Rewrite the data below, replacing every occurrence of "jacket collar" with "shirt collar" and leaving all other text unchanged.

*** Items

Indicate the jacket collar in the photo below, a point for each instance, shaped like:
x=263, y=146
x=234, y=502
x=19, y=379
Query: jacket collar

******

* _Written response_:
Indicate the shirt collar in the photo below, a point for each instance, shaped like:
x=263, y=146
x=234, y=502
x=19, y=379
Query: shirt collar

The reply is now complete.